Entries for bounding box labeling
====

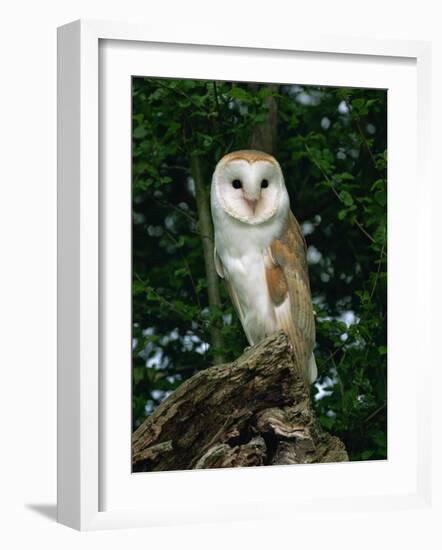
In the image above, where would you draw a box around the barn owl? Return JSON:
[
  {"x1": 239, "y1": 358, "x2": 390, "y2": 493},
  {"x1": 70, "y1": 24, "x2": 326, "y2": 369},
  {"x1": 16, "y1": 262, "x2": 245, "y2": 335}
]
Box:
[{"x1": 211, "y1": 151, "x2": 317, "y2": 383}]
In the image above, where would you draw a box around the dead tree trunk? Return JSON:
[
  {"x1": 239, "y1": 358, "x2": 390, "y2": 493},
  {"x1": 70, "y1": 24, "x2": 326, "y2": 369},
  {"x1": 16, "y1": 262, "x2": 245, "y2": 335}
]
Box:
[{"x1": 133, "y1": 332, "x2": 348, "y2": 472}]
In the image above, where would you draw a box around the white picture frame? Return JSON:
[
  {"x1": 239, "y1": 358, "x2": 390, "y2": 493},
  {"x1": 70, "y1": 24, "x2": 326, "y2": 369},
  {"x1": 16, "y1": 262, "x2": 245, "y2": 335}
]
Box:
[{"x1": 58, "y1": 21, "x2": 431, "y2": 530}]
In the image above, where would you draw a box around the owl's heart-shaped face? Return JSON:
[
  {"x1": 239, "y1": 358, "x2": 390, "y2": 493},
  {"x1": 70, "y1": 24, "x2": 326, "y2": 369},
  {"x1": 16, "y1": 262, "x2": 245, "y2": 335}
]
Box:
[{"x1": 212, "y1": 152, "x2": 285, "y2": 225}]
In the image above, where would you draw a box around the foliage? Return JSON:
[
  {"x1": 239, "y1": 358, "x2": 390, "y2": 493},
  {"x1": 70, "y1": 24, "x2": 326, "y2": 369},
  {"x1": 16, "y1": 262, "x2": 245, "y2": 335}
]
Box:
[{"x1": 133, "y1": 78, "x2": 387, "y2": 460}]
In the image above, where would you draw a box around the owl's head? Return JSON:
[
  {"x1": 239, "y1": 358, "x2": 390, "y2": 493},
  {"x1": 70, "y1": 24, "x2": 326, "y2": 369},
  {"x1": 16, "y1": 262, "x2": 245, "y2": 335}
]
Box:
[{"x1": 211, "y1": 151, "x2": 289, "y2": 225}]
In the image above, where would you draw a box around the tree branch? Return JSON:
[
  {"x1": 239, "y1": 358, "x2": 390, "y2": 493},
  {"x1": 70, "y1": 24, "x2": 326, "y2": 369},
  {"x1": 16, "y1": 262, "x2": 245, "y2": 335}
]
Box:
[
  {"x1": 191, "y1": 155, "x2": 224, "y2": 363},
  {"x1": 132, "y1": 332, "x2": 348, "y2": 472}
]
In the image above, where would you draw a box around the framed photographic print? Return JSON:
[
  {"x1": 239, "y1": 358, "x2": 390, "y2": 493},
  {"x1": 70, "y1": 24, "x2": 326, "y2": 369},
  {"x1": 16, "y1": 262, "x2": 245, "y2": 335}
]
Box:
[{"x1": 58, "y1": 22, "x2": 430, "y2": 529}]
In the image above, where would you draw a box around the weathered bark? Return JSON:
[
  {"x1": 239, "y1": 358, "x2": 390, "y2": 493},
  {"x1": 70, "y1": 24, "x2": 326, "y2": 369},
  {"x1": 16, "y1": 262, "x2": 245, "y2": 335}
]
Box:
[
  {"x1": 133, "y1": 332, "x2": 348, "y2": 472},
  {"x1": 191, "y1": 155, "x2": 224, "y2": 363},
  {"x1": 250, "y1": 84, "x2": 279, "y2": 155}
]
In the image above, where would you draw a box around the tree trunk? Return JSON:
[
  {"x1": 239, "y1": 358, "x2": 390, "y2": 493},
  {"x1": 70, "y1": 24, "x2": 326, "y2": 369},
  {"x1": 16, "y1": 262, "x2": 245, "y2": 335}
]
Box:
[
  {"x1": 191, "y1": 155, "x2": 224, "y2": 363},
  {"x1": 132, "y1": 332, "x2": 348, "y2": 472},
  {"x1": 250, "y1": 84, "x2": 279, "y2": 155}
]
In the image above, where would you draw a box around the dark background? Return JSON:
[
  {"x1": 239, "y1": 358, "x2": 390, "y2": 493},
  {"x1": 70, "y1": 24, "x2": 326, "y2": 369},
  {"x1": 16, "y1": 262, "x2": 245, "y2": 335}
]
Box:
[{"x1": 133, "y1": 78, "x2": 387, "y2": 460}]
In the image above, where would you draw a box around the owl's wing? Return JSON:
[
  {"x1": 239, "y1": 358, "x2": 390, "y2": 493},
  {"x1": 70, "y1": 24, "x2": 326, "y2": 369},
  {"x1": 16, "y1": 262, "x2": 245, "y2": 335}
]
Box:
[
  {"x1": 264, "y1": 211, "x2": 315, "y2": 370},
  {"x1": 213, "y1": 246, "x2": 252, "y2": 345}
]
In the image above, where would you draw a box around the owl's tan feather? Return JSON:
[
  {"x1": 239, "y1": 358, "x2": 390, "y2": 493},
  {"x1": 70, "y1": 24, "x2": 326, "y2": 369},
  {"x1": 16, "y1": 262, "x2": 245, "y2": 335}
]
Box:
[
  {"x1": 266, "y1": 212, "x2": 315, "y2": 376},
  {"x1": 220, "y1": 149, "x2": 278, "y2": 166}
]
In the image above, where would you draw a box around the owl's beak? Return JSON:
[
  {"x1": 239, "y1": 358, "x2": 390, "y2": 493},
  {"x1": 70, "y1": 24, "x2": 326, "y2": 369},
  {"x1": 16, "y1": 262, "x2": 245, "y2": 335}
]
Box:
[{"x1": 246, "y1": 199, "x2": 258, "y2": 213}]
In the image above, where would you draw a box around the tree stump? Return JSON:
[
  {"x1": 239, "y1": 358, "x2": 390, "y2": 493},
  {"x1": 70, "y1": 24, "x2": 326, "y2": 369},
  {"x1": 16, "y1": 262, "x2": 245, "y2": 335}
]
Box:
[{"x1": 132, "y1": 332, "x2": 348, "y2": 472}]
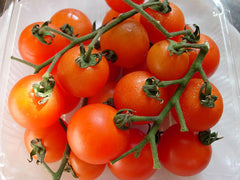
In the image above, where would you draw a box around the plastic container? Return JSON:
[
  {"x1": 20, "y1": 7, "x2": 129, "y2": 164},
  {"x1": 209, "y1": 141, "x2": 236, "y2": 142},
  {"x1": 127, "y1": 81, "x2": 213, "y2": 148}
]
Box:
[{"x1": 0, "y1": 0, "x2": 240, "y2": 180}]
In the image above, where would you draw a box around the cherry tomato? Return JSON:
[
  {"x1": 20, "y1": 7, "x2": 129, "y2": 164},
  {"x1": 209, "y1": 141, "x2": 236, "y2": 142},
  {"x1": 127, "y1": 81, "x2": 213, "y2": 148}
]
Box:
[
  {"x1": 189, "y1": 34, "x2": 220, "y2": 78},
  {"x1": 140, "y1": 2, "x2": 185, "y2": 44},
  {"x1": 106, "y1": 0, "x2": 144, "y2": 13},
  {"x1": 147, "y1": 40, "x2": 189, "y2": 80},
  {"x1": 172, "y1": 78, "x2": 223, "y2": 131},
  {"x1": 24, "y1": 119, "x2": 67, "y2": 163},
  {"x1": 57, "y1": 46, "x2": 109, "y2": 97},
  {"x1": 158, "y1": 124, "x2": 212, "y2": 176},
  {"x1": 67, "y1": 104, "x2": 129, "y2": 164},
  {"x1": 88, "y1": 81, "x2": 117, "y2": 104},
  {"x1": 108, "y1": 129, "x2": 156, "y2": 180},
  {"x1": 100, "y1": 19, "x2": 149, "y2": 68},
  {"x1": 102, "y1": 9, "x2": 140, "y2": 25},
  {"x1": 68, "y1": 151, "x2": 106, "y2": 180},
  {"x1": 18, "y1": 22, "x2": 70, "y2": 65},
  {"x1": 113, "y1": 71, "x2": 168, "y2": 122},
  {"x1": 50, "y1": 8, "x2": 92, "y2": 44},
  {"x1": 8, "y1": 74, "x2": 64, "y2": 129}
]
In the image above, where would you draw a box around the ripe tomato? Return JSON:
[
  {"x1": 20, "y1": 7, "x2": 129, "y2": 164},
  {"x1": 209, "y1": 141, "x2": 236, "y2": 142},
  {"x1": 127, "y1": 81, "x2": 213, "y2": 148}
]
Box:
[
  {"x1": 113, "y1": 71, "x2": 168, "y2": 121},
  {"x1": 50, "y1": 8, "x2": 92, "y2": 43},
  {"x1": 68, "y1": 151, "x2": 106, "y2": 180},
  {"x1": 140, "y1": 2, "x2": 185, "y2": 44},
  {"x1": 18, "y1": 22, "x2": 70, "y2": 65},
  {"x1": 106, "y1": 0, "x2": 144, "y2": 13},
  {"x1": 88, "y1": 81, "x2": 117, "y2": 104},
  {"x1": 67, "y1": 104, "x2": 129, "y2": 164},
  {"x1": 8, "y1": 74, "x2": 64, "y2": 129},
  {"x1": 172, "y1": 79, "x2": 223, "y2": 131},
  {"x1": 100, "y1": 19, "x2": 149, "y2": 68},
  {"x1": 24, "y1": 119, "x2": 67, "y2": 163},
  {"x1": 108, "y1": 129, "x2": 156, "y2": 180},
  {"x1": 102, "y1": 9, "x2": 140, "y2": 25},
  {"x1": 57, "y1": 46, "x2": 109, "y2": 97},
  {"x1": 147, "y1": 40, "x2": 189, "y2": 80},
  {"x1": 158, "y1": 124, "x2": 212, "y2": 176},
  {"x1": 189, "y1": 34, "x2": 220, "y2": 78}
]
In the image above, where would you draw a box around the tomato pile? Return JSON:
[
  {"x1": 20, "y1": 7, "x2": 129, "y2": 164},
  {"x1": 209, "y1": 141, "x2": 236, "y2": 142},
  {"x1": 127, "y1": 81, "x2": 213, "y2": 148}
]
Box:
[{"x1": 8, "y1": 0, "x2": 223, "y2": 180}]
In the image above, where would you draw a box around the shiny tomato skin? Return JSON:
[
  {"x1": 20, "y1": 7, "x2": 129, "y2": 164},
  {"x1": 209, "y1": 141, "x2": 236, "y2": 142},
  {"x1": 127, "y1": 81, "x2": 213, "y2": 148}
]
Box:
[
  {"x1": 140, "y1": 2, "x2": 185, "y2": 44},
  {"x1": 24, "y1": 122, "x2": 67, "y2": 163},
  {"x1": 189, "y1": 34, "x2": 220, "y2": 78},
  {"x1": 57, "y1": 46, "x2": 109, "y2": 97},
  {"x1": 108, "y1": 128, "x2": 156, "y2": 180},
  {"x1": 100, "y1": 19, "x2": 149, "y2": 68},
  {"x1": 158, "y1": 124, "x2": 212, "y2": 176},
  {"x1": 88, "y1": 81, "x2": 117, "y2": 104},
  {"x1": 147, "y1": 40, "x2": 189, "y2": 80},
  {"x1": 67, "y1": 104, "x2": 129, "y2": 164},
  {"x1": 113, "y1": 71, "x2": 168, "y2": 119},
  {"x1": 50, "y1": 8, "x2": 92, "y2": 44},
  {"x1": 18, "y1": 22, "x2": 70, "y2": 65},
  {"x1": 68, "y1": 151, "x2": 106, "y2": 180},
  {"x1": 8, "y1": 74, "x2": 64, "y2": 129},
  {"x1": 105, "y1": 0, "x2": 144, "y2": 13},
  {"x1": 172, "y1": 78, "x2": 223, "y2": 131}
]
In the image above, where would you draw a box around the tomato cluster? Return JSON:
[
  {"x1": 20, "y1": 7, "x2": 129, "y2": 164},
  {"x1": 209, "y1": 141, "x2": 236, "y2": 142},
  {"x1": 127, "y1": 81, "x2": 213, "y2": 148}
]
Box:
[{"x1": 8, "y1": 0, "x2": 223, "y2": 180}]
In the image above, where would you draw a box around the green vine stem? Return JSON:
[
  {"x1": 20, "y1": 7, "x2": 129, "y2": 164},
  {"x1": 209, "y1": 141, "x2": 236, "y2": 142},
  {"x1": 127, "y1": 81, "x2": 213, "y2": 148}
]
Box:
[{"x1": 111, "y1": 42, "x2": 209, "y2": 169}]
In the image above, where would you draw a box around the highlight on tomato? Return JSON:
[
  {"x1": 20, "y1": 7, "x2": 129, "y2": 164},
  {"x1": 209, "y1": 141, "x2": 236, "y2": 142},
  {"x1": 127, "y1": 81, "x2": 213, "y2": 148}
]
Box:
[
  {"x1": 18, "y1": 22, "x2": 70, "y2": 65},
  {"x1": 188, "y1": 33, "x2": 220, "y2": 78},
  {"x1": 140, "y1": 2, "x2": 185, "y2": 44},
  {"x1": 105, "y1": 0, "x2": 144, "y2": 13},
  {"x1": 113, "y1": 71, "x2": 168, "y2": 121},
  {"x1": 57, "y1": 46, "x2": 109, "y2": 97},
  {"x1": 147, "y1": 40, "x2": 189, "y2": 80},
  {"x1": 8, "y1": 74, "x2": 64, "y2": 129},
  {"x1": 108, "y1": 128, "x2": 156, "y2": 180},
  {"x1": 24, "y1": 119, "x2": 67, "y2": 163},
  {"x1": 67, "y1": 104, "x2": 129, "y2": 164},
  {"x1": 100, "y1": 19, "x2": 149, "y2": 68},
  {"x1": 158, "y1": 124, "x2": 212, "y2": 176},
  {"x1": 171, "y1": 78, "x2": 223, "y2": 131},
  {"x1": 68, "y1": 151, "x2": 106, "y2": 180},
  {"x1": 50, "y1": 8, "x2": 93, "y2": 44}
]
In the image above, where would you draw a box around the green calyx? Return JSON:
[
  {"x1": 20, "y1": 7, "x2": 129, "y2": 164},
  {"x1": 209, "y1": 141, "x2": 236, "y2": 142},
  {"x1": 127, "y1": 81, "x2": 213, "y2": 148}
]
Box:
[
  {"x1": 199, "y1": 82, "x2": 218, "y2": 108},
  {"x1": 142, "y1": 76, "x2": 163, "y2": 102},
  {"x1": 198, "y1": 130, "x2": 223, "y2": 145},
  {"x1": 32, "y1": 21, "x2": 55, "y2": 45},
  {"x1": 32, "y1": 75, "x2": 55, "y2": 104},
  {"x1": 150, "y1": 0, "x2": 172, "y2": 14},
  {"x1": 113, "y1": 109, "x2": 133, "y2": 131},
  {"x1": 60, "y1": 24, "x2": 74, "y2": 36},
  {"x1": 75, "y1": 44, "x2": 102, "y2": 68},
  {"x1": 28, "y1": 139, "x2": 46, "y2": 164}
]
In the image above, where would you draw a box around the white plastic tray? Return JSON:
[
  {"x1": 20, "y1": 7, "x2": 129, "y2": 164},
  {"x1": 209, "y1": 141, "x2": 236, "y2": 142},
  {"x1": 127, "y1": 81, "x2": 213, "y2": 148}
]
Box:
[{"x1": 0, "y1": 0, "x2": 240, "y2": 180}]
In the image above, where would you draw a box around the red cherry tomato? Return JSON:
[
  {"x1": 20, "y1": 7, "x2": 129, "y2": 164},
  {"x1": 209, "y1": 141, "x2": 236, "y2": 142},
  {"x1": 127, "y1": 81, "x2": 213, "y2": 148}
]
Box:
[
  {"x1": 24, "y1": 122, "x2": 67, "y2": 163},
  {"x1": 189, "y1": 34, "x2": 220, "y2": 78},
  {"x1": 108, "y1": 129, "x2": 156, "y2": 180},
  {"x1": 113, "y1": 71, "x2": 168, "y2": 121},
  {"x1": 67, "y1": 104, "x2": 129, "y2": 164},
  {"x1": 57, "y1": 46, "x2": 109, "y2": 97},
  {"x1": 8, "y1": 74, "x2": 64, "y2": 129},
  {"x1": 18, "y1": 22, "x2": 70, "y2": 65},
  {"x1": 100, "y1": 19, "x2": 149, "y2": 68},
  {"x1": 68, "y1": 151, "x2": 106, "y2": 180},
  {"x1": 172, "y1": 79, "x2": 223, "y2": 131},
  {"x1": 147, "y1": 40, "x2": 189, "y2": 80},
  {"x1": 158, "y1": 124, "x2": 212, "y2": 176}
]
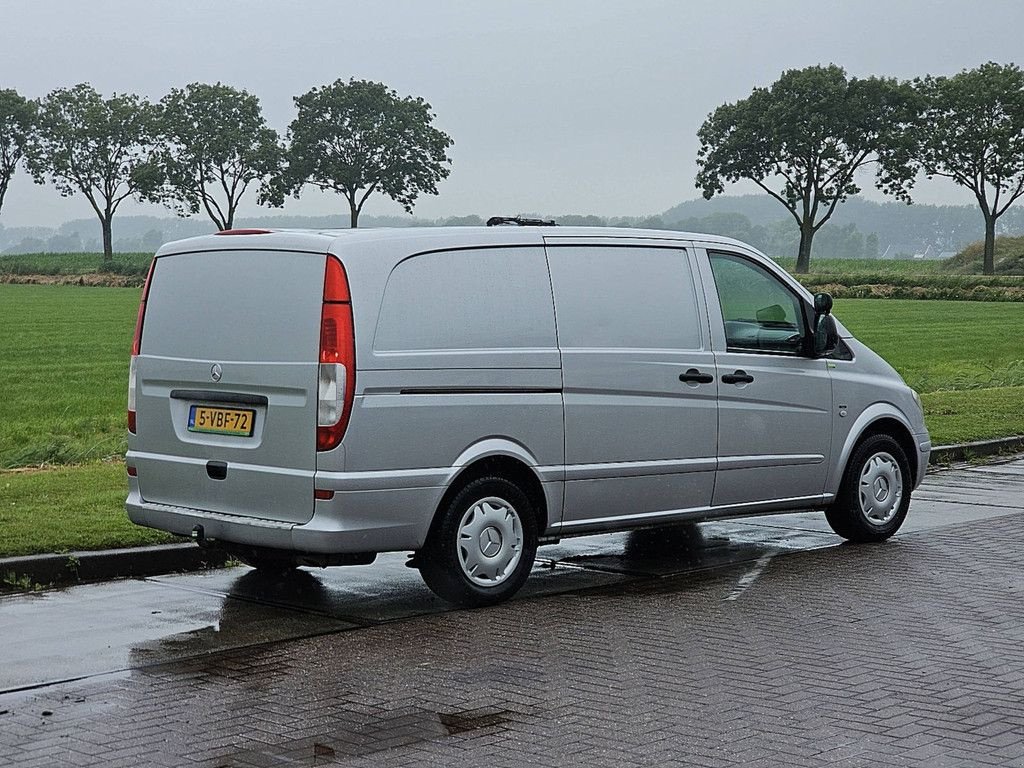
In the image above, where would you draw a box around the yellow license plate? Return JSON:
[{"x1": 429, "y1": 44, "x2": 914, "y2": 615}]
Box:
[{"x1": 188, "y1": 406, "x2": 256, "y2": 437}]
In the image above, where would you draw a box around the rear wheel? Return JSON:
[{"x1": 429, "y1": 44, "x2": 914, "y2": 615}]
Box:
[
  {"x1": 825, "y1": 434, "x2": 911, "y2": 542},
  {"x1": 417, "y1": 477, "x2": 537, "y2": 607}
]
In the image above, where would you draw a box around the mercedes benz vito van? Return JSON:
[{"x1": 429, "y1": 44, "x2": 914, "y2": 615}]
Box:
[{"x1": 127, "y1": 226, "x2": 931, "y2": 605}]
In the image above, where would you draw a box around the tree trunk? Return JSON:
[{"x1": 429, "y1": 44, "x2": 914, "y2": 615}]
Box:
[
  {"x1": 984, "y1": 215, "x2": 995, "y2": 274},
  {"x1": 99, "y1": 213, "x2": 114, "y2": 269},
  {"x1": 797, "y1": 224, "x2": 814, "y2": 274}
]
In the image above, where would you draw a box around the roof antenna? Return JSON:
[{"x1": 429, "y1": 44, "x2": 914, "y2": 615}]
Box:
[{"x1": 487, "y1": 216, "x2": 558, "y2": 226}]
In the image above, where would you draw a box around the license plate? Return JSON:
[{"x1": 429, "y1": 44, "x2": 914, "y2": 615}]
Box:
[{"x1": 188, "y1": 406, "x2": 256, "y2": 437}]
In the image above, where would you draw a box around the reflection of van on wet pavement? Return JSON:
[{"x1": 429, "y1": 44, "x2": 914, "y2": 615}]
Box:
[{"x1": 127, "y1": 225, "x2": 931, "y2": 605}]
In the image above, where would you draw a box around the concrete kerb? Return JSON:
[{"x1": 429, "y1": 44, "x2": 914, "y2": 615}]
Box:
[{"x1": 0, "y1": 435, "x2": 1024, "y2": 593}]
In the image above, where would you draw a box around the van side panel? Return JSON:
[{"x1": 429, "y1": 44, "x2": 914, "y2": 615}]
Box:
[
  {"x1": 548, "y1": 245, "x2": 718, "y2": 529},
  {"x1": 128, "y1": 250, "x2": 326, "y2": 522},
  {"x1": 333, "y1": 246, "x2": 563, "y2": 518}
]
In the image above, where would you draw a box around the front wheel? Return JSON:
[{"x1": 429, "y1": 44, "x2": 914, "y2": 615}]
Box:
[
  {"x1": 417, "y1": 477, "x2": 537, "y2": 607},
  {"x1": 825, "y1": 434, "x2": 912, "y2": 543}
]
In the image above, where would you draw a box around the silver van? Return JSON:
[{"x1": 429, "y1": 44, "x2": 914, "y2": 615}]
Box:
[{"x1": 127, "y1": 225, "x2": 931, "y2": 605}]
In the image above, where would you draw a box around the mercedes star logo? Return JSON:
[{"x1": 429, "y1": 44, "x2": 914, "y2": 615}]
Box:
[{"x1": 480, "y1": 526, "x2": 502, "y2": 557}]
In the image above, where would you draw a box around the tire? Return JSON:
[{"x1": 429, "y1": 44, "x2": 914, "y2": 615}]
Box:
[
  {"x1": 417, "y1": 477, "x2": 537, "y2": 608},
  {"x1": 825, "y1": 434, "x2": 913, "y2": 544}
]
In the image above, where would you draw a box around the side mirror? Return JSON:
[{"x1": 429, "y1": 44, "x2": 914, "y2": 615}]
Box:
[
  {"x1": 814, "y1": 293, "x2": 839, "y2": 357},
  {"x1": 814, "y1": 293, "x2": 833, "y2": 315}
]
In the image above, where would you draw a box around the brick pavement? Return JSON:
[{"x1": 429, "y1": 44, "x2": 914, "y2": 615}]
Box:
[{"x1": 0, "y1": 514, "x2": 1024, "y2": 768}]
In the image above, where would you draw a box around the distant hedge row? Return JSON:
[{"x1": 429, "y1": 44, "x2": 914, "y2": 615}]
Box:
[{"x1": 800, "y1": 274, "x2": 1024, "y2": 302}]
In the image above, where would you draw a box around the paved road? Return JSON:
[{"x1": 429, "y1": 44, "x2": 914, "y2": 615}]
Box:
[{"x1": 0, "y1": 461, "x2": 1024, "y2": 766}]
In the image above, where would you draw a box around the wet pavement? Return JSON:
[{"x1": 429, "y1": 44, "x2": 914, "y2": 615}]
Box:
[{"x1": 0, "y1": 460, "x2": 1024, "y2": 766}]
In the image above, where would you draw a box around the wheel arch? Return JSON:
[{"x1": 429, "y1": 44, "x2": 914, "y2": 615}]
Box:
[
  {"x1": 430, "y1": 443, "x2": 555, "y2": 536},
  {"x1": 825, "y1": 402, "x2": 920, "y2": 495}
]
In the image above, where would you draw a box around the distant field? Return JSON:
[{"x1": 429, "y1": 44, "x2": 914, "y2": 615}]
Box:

====

> INSTRUCTIONS FOR THE TASK
Reproduce the stretch from the line containing "around the wheel" through the end of the records, requests included, scaling every coordinate in the answers by 0.45 and rounding to whole numbers with halves rounded up. Keep the numbers in the requests and their format samples unchanged.

> TASK RESPONSE
In the image above, where would you draw a box around the wheel arch? Return JSON:
[{"x1": 429, "y1": 44, "x2": 914, "y2": 615}]
Box:
[
  {"x1": 194, "y1": 199, "x2": 250, "y2": 241},
  {"x1": 371, "y1": 181, "x2": 414, "y2": 223}
]
In the image above, where would you draw a box around the distant field? Return JSON:
[{"x1": 429, "y1": 44, "x2": 914, "y2": 615}]
Box:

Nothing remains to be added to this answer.